+++ RECORDS

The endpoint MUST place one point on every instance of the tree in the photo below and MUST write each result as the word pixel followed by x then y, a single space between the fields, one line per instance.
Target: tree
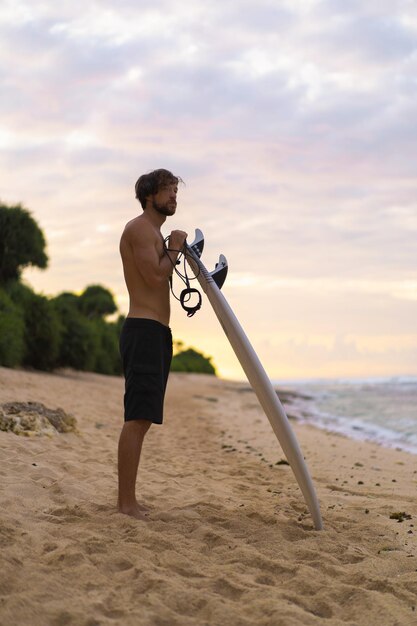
pixel 12 332
pixel 22 243
pixel 96 302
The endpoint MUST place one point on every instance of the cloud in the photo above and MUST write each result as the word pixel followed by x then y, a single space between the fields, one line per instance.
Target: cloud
pixel 291 123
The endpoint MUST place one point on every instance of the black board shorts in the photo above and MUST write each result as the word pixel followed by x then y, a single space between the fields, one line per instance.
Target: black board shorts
pixel 146 351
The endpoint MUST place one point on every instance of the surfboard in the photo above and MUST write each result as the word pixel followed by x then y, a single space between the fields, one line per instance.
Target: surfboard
pixel 211 283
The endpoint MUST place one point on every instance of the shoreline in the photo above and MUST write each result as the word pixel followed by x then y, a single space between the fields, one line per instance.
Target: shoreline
pixel 229 538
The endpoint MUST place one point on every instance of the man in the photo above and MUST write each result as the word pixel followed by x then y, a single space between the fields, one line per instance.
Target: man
pixel 146 341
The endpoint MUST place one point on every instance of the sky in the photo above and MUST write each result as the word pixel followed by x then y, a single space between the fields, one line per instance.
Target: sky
pixel 293 125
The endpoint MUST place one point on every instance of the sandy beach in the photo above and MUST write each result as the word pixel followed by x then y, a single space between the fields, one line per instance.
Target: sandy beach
pixel 229 540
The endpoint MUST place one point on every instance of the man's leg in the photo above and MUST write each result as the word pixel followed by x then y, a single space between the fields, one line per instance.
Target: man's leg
pixel 130 446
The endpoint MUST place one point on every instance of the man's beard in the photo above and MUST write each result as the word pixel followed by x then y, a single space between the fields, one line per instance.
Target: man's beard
pixel 165 209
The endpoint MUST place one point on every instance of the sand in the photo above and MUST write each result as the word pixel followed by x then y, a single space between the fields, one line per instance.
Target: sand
pixel 229 540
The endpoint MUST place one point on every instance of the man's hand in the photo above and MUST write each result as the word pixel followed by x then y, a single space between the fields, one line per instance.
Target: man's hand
pixel 177 239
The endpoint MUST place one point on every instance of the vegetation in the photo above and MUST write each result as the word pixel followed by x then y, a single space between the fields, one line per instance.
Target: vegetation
pixel 68 330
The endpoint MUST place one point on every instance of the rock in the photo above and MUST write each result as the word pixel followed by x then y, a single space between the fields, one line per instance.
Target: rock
pixel 34 418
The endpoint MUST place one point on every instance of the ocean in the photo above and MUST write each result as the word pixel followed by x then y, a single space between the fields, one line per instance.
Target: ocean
pixel 380 410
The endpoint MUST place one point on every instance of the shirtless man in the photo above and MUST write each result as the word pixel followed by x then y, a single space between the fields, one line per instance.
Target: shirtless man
pixel 146 341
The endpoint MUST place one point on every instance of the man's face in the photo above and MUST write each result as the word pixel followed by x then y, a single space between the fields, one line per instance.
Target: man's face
pixel 165 201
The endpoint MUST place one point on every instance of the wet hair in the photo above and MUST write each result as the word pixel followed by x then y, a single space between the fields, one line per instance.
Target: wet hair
pixel 149 184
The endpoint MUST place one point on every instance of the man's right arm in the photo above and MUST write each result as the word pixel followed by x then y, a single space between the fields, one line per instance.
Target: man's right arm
pixel 153 264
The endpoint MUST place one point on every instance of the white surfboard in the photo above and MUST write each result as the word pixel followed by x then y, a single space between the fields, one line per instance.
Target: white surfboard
pixel 254 371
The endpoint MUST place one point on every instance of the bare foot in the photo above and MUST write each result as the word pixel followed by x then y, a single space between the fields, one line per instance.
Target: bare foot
pixel 135 511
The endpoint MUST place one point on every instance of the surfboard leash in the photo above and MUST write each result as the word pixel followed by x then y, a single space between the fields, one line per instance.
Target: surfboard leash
pixel 187 293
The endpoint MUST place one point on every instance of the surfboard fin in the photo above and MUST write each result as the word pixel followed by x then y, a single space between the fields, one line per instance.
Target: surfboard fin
pixel 220 271
pixel 198 243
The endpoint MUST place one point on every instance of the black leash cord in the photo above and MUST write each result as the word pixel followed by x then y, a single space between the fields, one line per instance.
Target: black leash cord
pixel 186 293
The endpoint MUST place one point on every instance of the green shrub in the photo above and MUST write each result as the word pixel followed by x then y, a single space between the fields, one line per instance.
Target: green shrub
pixel 79 344
pixel 22 243
pixel 192 361
pixel 12 330
pixel 43 330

++++++

WHAT TO DO »
Express every line of the collection entries above as a Markdown table with the columns n and Line, numbering the rows and leaving out blank lines. Omit the pictures from the table.

TASK ANSWER »
| n | Line |
|---|---|
| 1 | The endpoint MUST place one point on every instance of the tree in the photo below and MUST write each result as the word pixel followed by x then y, a single space between the fields, one line per instance. |
| 2 | Target: tree |
| 3 | pixel 12 332 |
| 4 | pixel 22 243 |
| 5 | pixel 96 302 |
| 6 | The endpoint MUST place one point on every instance of the cloud in the photo above and MUST write each result as the word pixel followed by x then y, a single space between the fields, one line per instance. |
| 7 | Target: cloud |
| 8 | pixel 291 123 |
| 9 | The endpoint MUST place one point on every instance of the black board shorts in the photo above and MUST write each result as the word pixel followed by x then y, a single space between the fields, one line per instance. |
| 10 | Target: black board shorts |
| 11 | pixel 146 351 |
| 12 | The endpoint MUST place one point on every instance of the surfboard in the photo above and MUST write each result as the word pixel followed by x then y, a single space between the fields, one line per instance. |
| 13 | Target: surfboard |
| 14 | pixel 211 283 |
| 15 | The endpoint MUST place one point on every instance of the shoreline in the photo above and MUST write each result as the word pixel followed by x then y, a single space between the fields, one line per instance. |
| 16 | Target: shoreline |
| 17 | pixel 229 538 |
| 18 | The endpoint MUST place one point on every instance of the man in the photo above and MUST write each result as the word pixel followed by x then y, a single space between the fields, one line per instance. |
| 19 | Target: man |
| 20 | pixel 146 341 |
| 21 | The endpoint MUST place one point on every instance of the sky in the photo above and MUST write each result as the word pixel followed by x then y, a single space between the fields, one line per instance. |
| 22 | Target: sky |
| 23 | pixel 293 125 |
| 24 | The endpoint MUST place one point on every instance of the sandy beach in the photo above and MUST write each result as the word pixel followed by x then y, a single space between the fields, one line per instance. |
| 25 | Target: sandy beach |
| 26 | pixel 229 540 |
| 27 | The endpoint MUST place one point on every instance of the man's leg in the photo above and MUST write each result as the word pixel followed by x then y, a single space between the fields, one line per instance. |
| 28 | Target: man's leg |
| 29 | pixel 130 446 |
| 30 | The endpoint MUST place one point on every instance of the man's beard in the photo above and MUST write each result as the word pixel followed by x then y, a single space between the fields, one line per instance. |
| 31 | Target: man's beard |
| 32 | pixel 165 209 |
| 33 | The endpoint MUST place one point on every instance of the sand in the photo above and MUST write each result as the word pixel followed by x then y, a single space between the fields, one line per instance. |
| 34 | Target: sand |
| 35 | pixel 229 540 |
| 36 | The endpoint MUST place one point on every instance of the man's hand in the photo above and MUST write each result as the word pixel followed by x then y, a single space between the fields, one line per instance. |
| 37 | Target: man's hand |
| 38 | pixel 177 239 |
| 39 | The endpoint MUST place one point on every instance of the vegetation in the photo above and MUST write each result as the word pixel followed by x then y, a single space between the fields, one line per instance. |
| 40 | Target: vegetation |
| 41 | pixel 68 330 |
| 42 | The endpoint MUST place one point on every instance of the rock in the photo above and MUST write each result as the word pixel followed by x then y, a single space between the fields, one line per instance. |
| 43 | Target: rock |
| 44 | pixel 34 418 |
| 45 | The endpoint MUST place one point on every instance of the ocean in the photo above and MUST write each result as the word pixel followed by x then y, a single space between the fields, one line per instance. |
| 46 | Target: ocean |
| 47 | pixel 380 410 |
| 48 | The endpoint MUST place one point on every instance of the shirtless man in the photo above and MUST write each result as the word pixel followed by x then y, a single space between the fields, one line per instance. |
| 49 | Target: shirtless man |
| 50 | pixel 146 341 |
| 51 | The endpoint MUST place one point on every instance of the man's face in the photo above and MUST write each result as the word pixel followed by x then y, a single space between the fields, one line per instance. |
| 52 | Target: man's face |
| 53 | pixel 165 201 |
| 54 | The endpoint MUST place one point on every instance of the wet hair in the photo above and MUST write each result as the word pixel followed by x then y, a single space between the fields, one line per instance. |
| 55 | Target: wet hair |
| 56 | pixel 149 184 |
| 57 | The endpoint MUST place one point on every instance of the man's right arm in the photo above and MUST write each result as the word pixel followed by x then y, a single space between the fields, one line per instance. |
| 58 | Target: man's right arm |
| 59 | pixel 153 264 |
| 60 | The endpoint MUST place one point on every instance of the white surfboard in the photo above and MUST write each result as the word pixel followed by x then y, a single space between the fields, one line per instance. |
| 61 | Target: white surfboard |
| 62 | pixel 254 371 |
| 63 | The endpoint MUST place one point on every instance of the bare foot in the photo above and MUST write each result as the word pixel followed by x then y, a single space between the fields, one line per instance. |
| 64 | Target: bare foot |
| 65 | pixel 135 511 |
| 66 | The endpoint MUST place one point on every instance of the surfboard leash in the photo above and MUST write each result as the word pixel followed by x then y, a single space between the fields, one line per instance. |
| 67 | Target: surfboard leash |
| 68 | pixel 187 293 |
| 69 | The endpoint MUST place one point on every instance of the surfboard fin in the photo above and MUST write each result as the word pixel followed by x then y, a single space between the fields, one line per instance. |
| 70 | Target: surfboard fin |
| 71 | pixel 220 271 |
| 72 | pixel 198 243 |
| 73 | The endpoint MUST place one point on every instance of the black leash cord in the photo above and MUST write each result as the word pixel followed by x then y, a single space between the fields, one line per instance. |
| 74 | Target: black leash cord |
| 75 | pixel 186 293 |
| 76 | The endpoint MUST place one point on every instance of the green shrub in the photo above and MUST write each result as the word pixel followed by x then y, a single space between the fields, one line per instance. |
| 77 | Target: green shrub |
| 78 | pixel 79 344 |
| 79 | pixel 22 243 |
| 80 | pixel 192 361 |
| 81 | pixel 12 330 |
| 82 | pixel 43 330 |